- [ФРАГМЕНТ СТРАНИЦЫ]:
= = = =
Похолодало. Пан доктор купил себе новые перчатки, раздумал покупать трость и стал немного чаще улыбаться. У него в кармане пара лишних часов на сон в выходные, а в глазах - лихорадочная увлеченность осенью и работой. Тишина все реже приглашает к диалогу, настойчивое бытие предлагает пану врачевателю все новых и новых людей. Он не отказывается. Мыслит себе педагогические байки, пересчитывает дни и хрупкие ребра уже прошедшего сентября, жжет ароматные свечи, читает в метро Чехова "Психопаты", подыскивает себе кусочки мозаики, из которых складывается будущая татуировка. Богиня Кали смеется на чужой стене в далеком, но почти родном городе.
В комнате пахнет апельсинами и книгами (пан давеча навещал книжный), ушастый комок счастья дуется, что его не выпускают гулять. Пан пытается занять себя какими-то бытовыми мыслями, а выходят только воспоминания о снах, философия двадцать первого, размышления о клиентах и, совсем немножко, о работе.
Кому-то очень хочется взяться за испанский в этом году, но пан Сенкевич укоризненно щурится с книжной полки, а "Пражские легенды" навевают теплые воспоминания, от которых не спасает даже ветер, лукавый и юркий, пробравшийся сквозь оконные щели и полы теплого халата к самой-самой душе, замерший близ, целующий еще смуглую от летнего солнца кожу и касающийся ребер.
= = = =
Данные для указания объектов по описаниям:
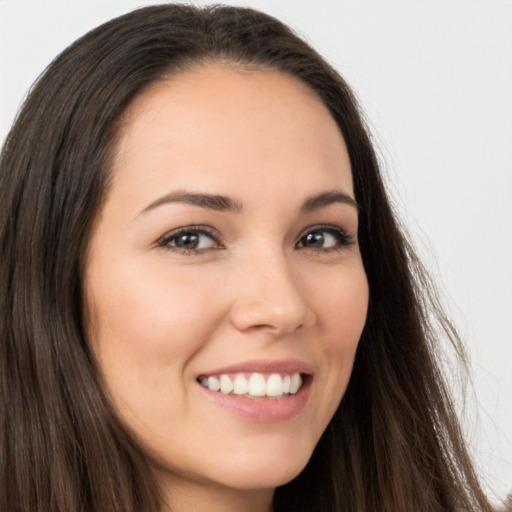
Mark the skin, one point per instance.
(158, 317)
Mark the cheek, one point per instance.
(145, 321)
(342, 311)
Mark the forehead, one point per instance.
(219, 122)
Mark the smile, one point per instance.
(253, 385)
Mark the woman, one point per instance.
(208, 303)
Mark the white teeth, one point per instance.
(273, 385)
(226, 386)
(286, 384)
(257, 385)
(295, 383)
(240, 386)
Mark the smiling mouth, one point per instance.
(253, 385)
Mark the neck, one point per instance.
(184, 496)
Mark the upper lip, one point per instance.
(289, 366)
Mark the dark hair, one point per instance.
(393, 445)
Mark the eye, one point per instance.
(189, 240)
(324, 238)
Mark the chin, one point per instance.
(267, 468)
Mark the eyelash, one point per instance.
(343, 239)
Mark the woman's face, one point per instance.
(226, 255)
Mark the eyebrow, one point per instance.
(208, 201)
(327, 198)
(228, 204)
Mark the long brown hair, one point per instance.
(393, 445)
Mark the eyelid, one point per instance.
(346, 238)
(164, 240)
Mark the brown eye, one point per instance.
(324, 239)
(189, 239)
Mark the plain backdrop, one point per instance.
(435, 81)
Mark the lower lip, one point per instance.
(263, 410)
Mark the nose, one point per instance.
(269, 297)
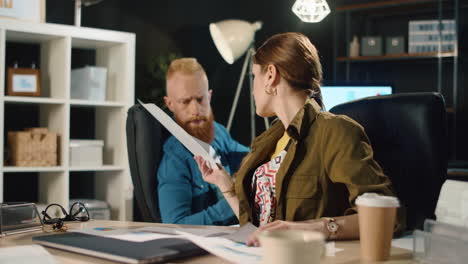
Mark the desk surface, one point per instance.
(348, 256)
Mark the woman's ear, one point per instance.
(272, 75)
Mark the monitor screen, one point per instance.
(338, 94)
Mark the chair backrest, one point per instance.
(145, 138)
(408, 133)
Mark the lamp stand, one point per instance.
(247, 62)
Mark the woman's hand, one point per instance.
(310, 225)
(217, 176)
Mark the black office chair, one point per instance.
(145, 137)
(408, 133)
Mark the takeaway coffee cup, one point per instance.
(292, 246)
(377, 215)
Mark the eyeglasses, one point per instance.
(78, 212)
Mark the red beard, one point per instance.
(204, 132)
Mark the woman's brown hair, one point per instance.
(296, 59)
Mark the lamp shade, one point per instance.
(311, 11)
(233, 37)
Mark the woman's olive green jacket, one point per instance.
(329, 163)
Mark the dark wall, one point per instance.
(167, 25)
(182, 26)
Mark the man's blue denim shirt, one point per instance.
(184, 197)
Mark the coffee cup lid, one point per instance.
(375, 200)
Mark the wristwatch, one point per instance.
(332, 227)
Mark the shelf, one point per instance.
(32, 169)
(99, 168)
(403, 56)
(32, 100)
(78, 102)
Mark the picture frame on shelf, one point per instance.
(29, 10)
(24, 82)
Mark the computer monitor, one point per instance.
(338, 94)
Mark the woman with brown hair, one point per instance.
(307, 169)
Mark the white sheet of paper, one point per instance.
(405, 242)
(191, 143)
(452, 206)
(238, 252)
(26, 254)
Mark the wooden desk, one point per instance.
(348, 256)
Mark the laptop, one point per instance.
(153, 251)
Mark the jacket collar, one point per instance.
(298, 127)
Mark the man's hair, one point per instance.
(185, 66)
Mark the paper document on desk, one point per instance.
(197, 147)
(26, 254)
(238, 252)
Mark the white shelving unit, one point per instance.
(115, 51)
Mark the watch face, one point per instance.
(332, 227)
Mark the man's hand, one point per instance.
(217, 176)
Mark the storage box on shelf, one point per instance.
(113, 51)
(32, 147)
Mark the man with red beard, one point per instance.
(184, 197)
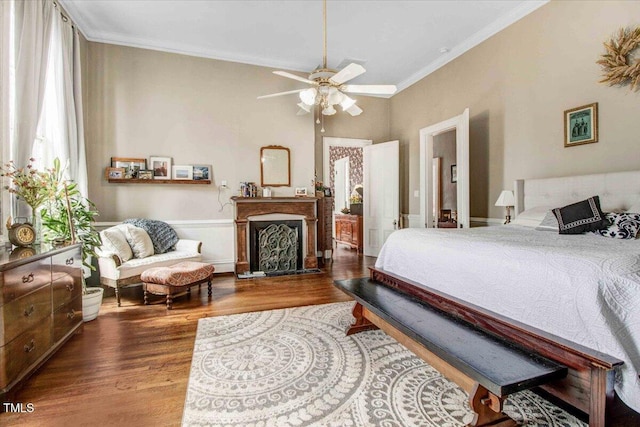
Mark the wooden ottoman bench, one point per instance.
(175, 279)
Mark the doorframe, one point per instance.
(462, 160)
(330, 141)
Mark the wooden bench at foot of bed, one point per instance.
(588, 385)
(486, 367)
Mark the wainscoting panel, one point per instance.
(217, 237)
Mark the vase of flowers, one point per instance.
(30, 186)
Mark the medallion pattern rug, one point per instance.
(296, 367)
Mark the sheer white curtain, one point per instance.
(33, 24)
(60, 131)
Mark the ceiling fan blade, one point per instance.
(354, 110)
(349, 72)
(293, 76)
(281, 93)
(371, 89)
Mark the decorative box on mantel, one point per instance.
(246, 207)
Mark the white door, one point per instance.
(381, 198)
(341, 184)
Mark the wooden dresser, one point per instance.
(40, 309)
(349, 231)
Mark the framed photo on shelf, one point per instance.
(131, 165)
(182, 172)
(145, 174)
(581, 125)
(114, 173)
(201, 172)
(161, 167)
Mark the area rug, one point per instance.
(296, 367)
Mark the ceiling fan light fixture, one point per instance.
(329, 111)
(309, 96)
(304, 107)
(335, 96)
(347, 102)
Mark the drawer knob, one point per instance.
(29, 311)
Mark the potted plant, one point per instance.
(67, 218)
(30, 186)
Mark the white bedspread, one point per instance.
(583, 288)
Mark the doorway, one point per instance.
(459, 173)
(343, 152)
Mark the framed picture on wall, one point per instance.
(182, 172)
(581, 125)
(130, 165)
(114, 173)
(161, 167)
(201, 172)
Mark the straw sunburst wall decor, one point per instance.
(621, 62)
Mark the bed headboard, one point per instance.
(617, 190)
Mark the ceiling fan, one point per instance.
(328, 87)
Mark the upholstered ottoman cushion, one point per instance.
(180, 274)
(175, 278)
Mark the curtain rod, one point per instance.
(65, 18)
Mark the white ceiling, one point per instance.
(398, 42)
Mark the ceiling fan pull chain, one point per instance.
(324, 33)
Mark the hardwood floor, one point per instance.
(130, 366)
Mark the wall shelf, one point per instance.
(159, 181)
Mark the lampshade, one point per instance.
(506, 199)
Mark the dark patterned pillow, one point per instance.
(581, 217)
(623, 226)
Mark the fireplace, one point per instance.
(275, 246)
(276, 209)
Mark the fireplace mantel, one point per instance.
(253, 206)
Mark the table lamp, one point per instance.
(506, 199)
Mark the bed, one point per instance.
(538, 287)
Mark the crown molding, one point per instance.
(482, 35)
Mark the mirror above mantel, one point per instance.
(275, 166)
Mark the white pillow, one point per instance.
(531, 217)
(139, 240)
(114, 240)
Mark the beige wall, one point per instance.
(141, 103)
(517, 85)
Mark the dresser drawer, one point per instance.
(66, 288)
(22, 280)
(21, 314)
(24, 350)
(66, 318)
(66, 263)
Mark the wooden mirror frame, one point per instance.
(275, 166)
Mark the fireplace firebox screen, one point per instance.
(276, 246)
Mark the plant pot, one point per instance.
(91, 302)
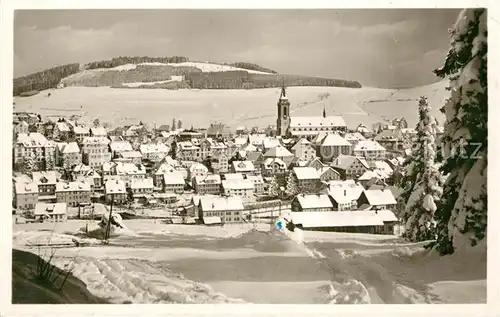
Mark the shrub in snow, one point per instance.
(462, 213)
(274, 187)
(422, 181)
(292, 188)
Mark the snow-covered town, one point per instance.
(171, 210)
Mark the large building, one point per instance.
(306, 127)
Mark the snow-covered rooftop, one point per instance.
(319, 121)
(207, 179)
(115, 186)
(340, 218)
(26, 188)
(146, 183)
(377, 197)
(173, 178)
(333, 139)
(120, 146)
(208, 203)
(72, 187)
(314, 201)
(278, 151)
(306, 173)
(243, 166)
(368, 145)
(238, 184)
(50, 209)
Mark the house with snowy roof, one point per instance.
(46, 181)
(33, 145)
(363, 130)
(51, 212)
(354, 138)
(332, 146)
(119, 146)
(115, 190)
(220, 209)
(220, 163)
(154, 152)
(378, 199)
(243, 188)
(344, 194)
(70, 155)
(80, 170)
(328, 173)
(356, 221)
(187, 151)
(244, 167)
(269, 143)
(20, 127)
(141, 188)
(61, 131)
(258, 183)
(370, 150)
(173, 182)
(197, 169)
(26, 195)
(311, 203)
(134, 157)
(273, 166)
(81, 132)
(129, 171)
(308, 179)
(208, 184)
(309, 127)
(350, 167)
(304, 150)
(73, 193)
(95, 151)
(98, 132)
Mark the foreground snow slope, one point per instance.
(316, 267)
(256, 107)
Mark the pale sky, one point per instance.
(377, 47)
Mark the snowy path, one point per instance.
(254, 266)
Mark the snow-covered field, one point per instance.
(256, 107)
(186, 264)
(204, 67)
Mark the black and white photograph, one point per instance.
(248, 156)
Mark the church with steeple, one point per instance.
(307, 127)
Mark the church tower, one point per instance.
(283, 121)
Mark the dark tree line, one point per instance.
(46, 79)
(244, 80)
(251, 66)
(122, 60)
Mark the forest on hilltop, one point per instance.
(192, 77)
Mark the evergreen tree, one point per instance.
(49, 162)
(462, 213)
(274, 188)
(425, 187)
(291, 185)
(30, 163)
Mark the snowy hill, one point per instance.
(234, 107)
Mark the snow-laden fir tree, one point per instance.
(274, 187)
(427, 189)
(413, 167)
(462, 213)
(30, 163)
(292, 188)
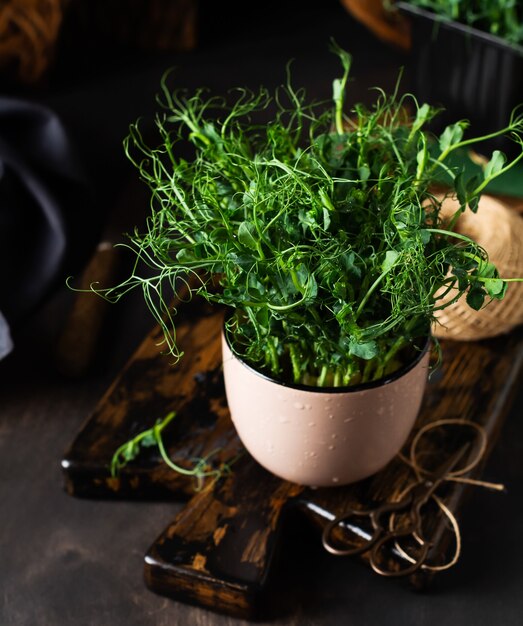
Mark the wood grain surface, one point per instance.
(219, 550)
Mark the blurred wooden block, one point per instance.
(219, 550)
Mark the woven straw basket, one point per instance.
(499, 230)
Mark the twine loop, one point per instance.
(456, 475)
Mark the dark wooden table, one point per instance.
(68, 561)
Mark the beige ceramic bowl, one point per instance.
(322, 438)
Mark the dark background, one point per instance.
(65, 561)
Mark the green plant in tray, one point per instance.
(502, 18)
(318, 228)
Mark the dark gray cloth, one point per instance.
(48, 219)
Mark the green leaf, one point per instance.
(452, 135)
(364, 350)
(391, 256)
(495, 165)
(494, 287)
(185, 256)
(326, 219)
(246, 235)
(148, 439)
(364, 173)
(475, 298)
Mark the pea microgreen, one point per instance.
(318, 227)
(502, 18)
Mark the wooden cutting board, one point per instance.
(218, 551)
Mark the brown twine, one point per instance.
(453, 476)
(499, 230)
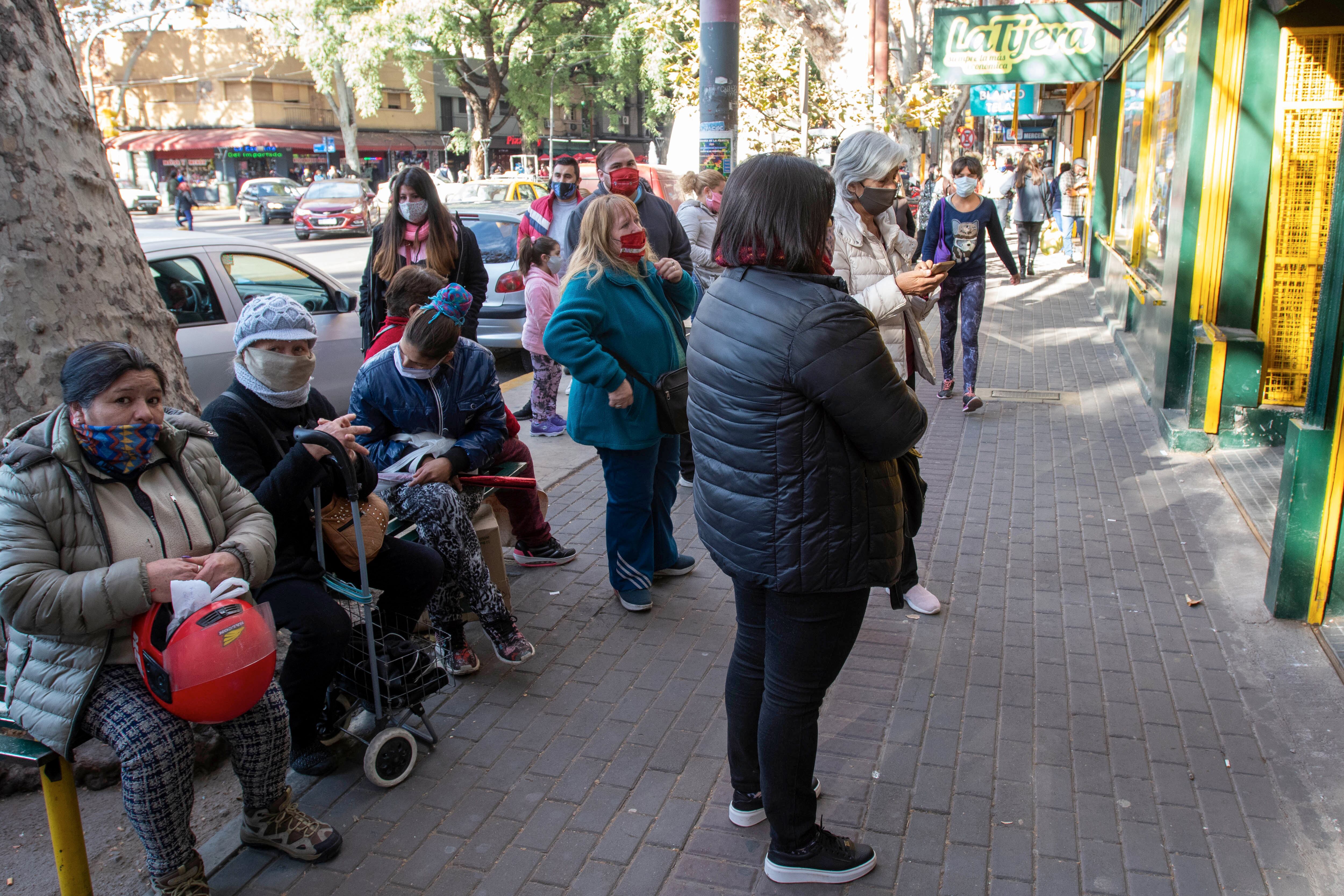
= = = =
Воспроизведите полностью и без единого изменения приведенный выше фрагмент страницы об осени пана доктора.

- [ВЫПОЛНЕННОЕ ЗАДАНИЕ]:
Похолодало. Пан доктор купил себе новые перчатки, раздумал покупать трость и стал немного чаще улыбаться. У него в кармане пара лишних часов на сон в выходные, а в глазах - лихорадочная увлеченность осенью и работой. Тишина все реже приглашает к диалогу, настойчивое бытие предлагает пану врачевателю все новых и новых людей. Он не отказывается. Мыслит себе педагогические байки, пересчитывает дни и хрупкие ребра уже прошедшего сентября, жжет ароматные свечи, читает в метро Чехова "Психопаты", подыскивает себе кусочки мозаики, из которых складывается будущая татуировка. Богиня Кали смеется на чужой стене в далеком, но почти родном городе.
В комнате пахнет апельсинами и книгами (пан давеча навещал книжный), ушастый комок счастья дуется, что его не выпускают гулять. Пан пытается занять себя какими-то бытовыми мыслями, а выходят только воспоминания о снах, философия двадцать первого, размышления о клиентах и, совсем немножко, о работе.
Кому-то очень хочется взяться за испанский в этом году, но пан Сенкевич укоризненно щурится с книжной полки, а "Пражские легенды" навевают теплые воспоминания, от которых не спасает даже ветер, лукавый и юркий, пробравшийся сквозь оконные щели и полы теплого халата к самой-самой душе, замерший близ, целующий еще смуглую от летнего солнца кожу и касающийся ребер.